Print the listing in its entirety and exactly, leaving out images.

[DATA FOR THIS EXERCISE — start]

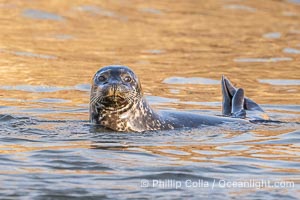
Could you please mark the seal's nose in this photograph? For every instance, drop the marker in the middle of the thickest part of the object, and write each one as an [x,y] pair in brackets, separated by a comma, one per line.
[112,89]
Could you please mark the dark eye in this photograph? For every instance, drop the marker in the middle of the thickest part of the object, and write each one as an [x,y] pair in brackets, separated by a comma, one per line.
[101,78]
[127,79]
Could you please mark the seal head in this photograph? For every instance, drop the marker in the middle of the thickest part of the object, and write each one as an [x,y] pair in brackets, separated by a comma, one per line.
[117,102]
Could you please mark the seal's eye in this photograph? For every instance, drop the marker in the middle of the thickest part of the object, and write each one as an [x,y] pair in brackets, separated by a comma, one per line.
[101,78]
[127,79]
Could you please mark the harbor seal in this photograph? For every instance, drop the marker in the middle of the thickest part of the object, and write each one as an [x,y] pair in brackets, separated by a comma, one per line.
[117,102]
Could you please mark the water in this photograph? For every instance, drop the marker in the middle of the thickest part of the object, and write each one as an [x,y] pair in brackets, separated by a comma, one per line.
[50,50]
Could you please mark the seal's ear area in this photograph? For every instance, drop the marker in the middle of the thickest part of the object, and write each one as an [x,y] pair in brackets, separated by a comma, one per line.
[226,98]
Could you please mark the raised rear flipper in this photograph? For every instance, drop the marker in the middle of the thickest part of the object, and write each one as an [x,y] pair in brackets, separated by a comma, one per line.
[235,104]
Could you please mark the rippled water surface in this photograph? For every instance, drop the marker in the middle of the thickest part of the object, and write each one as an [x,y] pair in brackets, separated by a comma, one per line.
[49,51]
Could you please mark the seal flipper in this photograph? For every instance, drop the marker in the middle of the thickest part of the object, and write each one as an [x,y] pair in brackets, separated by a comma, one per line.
[226,98]
[232,101]
[237,109]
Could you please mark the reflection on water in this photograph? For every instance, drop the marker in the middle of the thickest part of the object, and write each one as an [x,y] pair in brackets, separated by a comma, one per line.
[50,50]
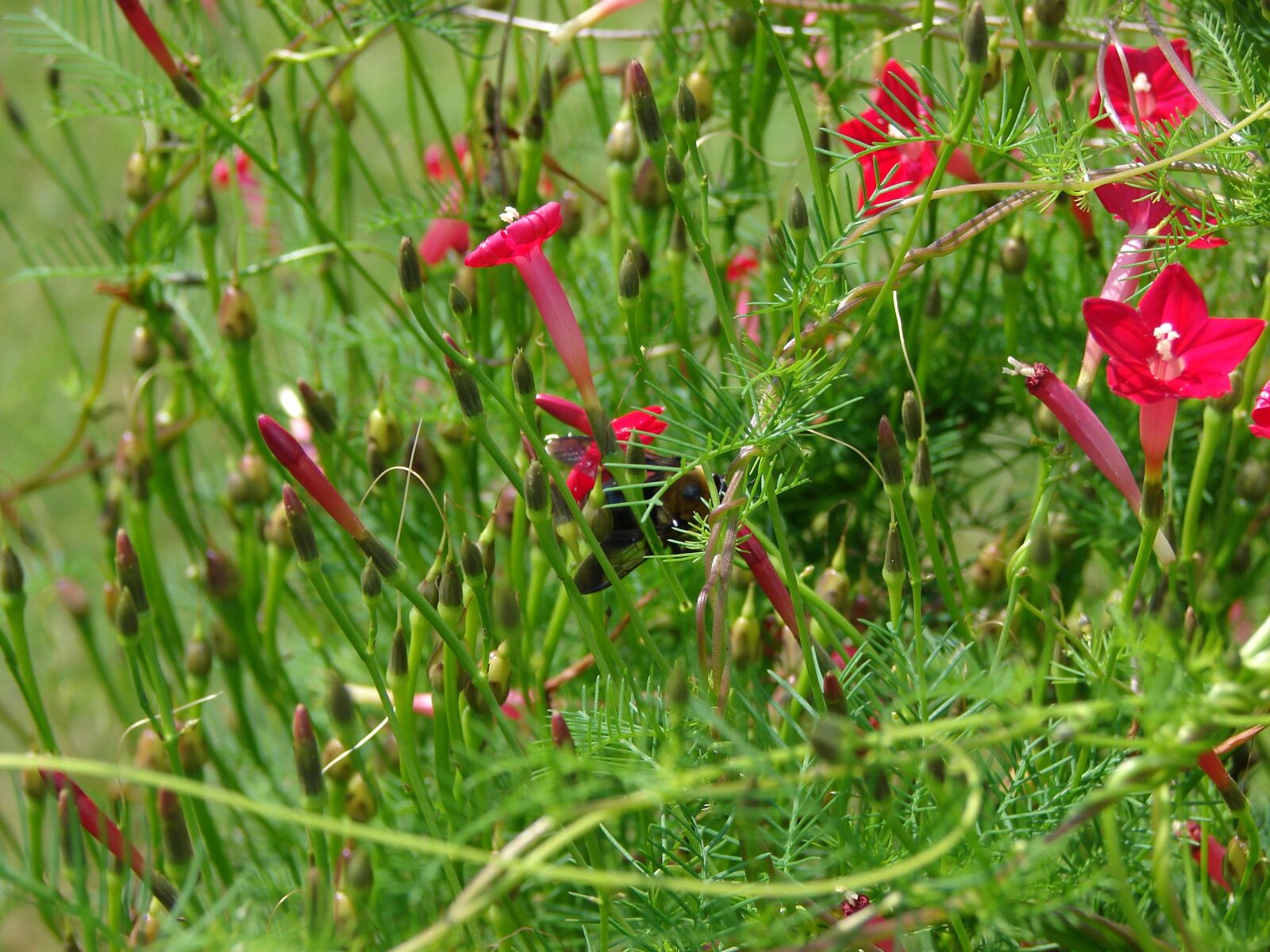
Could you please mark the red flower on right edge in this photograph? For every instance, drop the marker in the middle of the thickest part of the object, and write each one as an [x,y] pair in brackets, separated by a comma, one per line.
[1260,425]
[1143,88]
[1168,347]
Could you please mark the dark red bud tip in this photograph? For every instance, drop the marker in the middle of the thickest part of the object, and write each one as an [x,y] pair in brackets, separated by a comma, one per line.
[560,734]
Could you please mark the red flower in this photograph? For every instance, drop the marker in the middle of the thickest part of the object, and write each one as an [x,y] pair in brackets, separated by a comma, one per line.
[645,424]
[893,171]
[1168,347]
[1260,425]
[521,244]
[294,459]
[1143,213]
[1143,88]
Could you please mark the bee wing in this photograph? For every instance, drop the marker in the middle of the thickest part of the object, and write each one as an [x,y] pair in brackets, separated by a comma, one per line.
[625,549]
[569,450]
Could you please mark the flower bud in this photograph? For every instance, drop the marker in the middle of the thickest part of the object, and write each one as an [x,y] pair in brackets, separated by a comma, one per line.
[144,348]
[1014,255]
[308,759]
[686,111]
[137,175]
[795,215]
[741,27]
[300,526]
[535,489]
[237,317]
[410,270]
[468,393]
[522,376]
[1060,78]
[126,620]
[647,114]
[628,281]
[12,575]
[336,763]
[702,92]
[888,455]
[473,559]
[975,36]
[622,143]
[359,801]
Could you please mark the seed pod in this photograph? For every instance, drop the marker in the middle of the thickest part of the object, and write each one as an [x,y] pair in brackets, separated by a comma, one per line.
[702,92]
[359,801]
[336,763]
[410,268]
[888,455]
[384,429]
[675,171]
[628,281]
[647,114]
[308,759]
[144,348]
[1014,255]
[137,175]
[686,111]
[237,317]
[622,143]
[795,215]
[975,36]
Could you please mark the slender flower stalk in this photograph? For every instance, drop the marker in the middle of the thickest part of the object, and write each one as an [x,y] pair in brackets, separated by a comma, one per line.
[521,244]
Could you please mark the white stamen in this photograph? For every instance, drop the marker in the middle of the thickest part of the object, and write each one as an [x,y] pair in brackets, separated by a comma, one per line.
[1165,336]
[1018,368]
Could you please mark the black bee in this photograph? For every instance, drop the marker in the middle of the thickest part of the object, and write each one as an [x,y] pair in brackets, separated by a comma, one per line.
[679,505]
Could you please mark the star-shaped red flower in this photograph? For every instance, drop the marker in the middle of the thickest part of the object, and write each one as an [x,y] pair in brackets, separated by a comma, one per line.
[892,171]
[1168,347]
[1143,211]
[1143,88]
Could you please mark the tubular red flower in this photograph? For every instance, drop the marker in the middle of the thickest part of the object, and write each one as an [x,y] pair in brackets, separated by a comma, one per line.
[1260,425]
[521,244]
[294,459]
[1194,835]
[1143,86]
[1168,347]
[101,828]
[145,29]
[765,574]
[891,173]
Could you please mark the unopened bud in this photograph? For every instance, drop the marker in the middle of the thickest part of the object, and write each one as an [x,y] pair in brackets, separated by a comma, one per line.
[647,114]
[410,271]
[237,317]
[795,215]
[975,36]
[888,455]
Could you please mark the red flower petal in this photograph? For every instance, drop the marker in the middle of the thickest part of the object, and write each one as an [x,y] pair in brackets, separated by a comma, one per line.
[518,239]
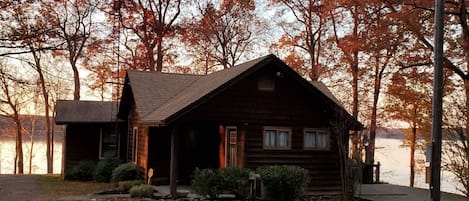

[DATA FOR THIS EXERCISE — finish]

◆ **REPLY**
Could you please mark the seal's nose in this photograph? For every instance, drop the marker in the middle of the thickest part of the object, and write each one as an [x,y] pair in brackets, separated by a comma, one per line.
[112,89]
Could you please mark the dark eye in this photograph? For every instance, drop the marker in the middle of the thickest part of the object, and write each one as an [x,y] pair in brackets, separated by a comma, one per line.
[101,78]
[127,79]
Could you please mark the seal head in this photograph? For every instance, drop the marker in the middle of the thickest part of the object, and write each one as an [x,y] pair in brackets, separated by a comma, one per line.
[117,102]
Could you please mark the seal's eye in this photograph? For every instance, drop the marker in the middle of the thickest part of the object, and write each one as an [x,y] pair in brackets, separated by a comma, one per line.
[101,78]
[127,79]
Could you please mark the harbor seal in this photograph? For every instance, drop the marker in the middle of the thickest part of the object, and write each one as an [x,y] pair in brackets, separated by a comma, one per line.
[117,102]
Could you please mark the water in this photograph? For every instance, drop the marker in the middle of the thickest part of the object, and write each one as an [x,y] pair in brackets, separated by a comma, one per line.
[50,50]
Could you please mark the seal's ear area in this photograph? For every instance, drop the marker in the middle of the thickest part of the object, and write each one as an [x,y] pair in brackets, separated by a comma, one per line.
[226,98]
Could you please mark the raised rear flipper in this photograph? For every instance, drop the marker in the middle of the thickest part of the object, and write each one as an [x,y] pair in brackets, separated by a comma, one per line.
[235,104]
Could you please mark the rippled water surface in this photograph? For every instance, drop the marker in the middle of the thickest part of the object, and write each one as an [x,y] pair in brackets, separated by a comma, one per line.
[49,51]
Could you please mark the seal flipper in this photograph? For every instance, drop the marker in the middle of the thickest part of the object, and write each one as an [x,y] pair in brackets, separated by a comma, one per line.
[226,98]
[232,101]
[237,109]
Could you please mark the reflection on water in this photograph? For every instance, drop the marker in the middle of the thickest part of the object, and write each one as an [x,y] pair in brackets, separated by a comma, one per line.
[50,50]
Could you please mark the red flower on right edge in this photograph? For every instance, drop the marker in the middle of the thickest part of the object, and write each one as an [x,y] pair in brackets, separated by a comma, one per line.
[1260,425]
[1143,88]
[1168,347]
Could you please mark the dark red bud tip in this photograph? For every instance, drop the marker in the middle of the thickest part of the object, and write each one as an [x,y] pair in brackets, separated by a comma, one per line.
[560,734]
Could you please mark the red flower in this photograph? For every instance, drop the marker in the middle of the thickest part of the object, and write each one as an [x,y] pair in brackets, separated by a comma, one per line.
[645,424]
[893,171]
[1168,347]
[1260,425]
[521,244]
[294,459]
[1143,213]
[1143,88]
Could you please mark the bee wing in this photograph? For every instance, drop the marker in the middle of the thickest part of the object, and write each one as an [x,y] pair in brackets, separated by a comma, one per line.
[625,549]
[569,450]
Could you please mark the flower bud in this photograph? For every instance, drop the marker in the middle of the thickest part of the object, and write each one as an [x,y] pair in brackets, separated by a comma, one per line.
[144,348]
[1014,255]
[308,759]
[686,111]
[137,175]
[795,215]
[741,27]
[300,526]
[535,489]
[237,317]
[410,270]
[468,393]
[522,376]
[1060,78]
[126,620]
[647,114]
[628,281]
[12,575]
[336,763]
[702,92]
[888,455]
[473,559]
[975,36]
[622,143]
[359,801]
Could you please mark the seed pod in this photograph? For every instance, drop the marker in the middle of the thickest part of the object, and write each one as an [x,y] pair in brackets, separated by a comma, one per line.
[702,92]
[359,801]
[336,763]
[410,268]
[888,455]
[384,429]
[675,171]
[628,281]
[647,114]
[308,759]
[144,348]
[1014,255]
[137,175]
[686,111]
[237,317]
[622,143]
[795,215]
[975,36]
Could you please mark the slender flower stalk in this photograph? For every instance, drop the marker in the middle of the thickest part of the object, and write each one as an [x,y] pair in brackets, separated by a comma, one per line.
[521,244]
Could you please mark the white stamen in this photograph? For every instance, drop the marker in the middle of the thickest part of the object, and write each one as an [x,y] pair in brackets, separated by a comma, one per line.
[1165,336]
[1018,368]
Could you please mark the black bee in this photograph? For every instance, drop the marker in the middle of the thickest part of the object, and write each one as an [x,y] pair in brackets, separated by a comma, one per line.
[679,505]
Could you please mark the star-shaped red flower in this photograph? For every instance, drop the marker in the middle of the thickest part of the object, and write each one as an [x,y] pair in brackets, separated by a comma, one per line.
[892,171]
[1168,347]
[1143,211]
[1143,88]
Could you please mark the tubular red flower in this photograph? For every instance, drop the marker in the middle of the thickest part of the object, and write each one as an [x,y] pair in brackets, separated by a comma, one per line.
[1260,425]
[521,244]
[294,459]
[1194,835]
[1143,86]
[1168,347]
[101,828]
[145,29]
[765,574]
[891,173]
Could you please mark the unopened bud in this photograph? For every instance, drop the marker in the middle of the thickest part of the object, and write each one as an [x,y] pair in brackets, separated by a comma, one per line.
[647,114]
[410,271]
[237,317]
[795,215]
[975,36]
[888,455]
Could you please mark the red flower petal in this photograph? For every instance, drop the marker in the middle of the thickest part of the object, and write each one as an [x,y] pair in brackets, separated by a comma, one per line.
[518,239]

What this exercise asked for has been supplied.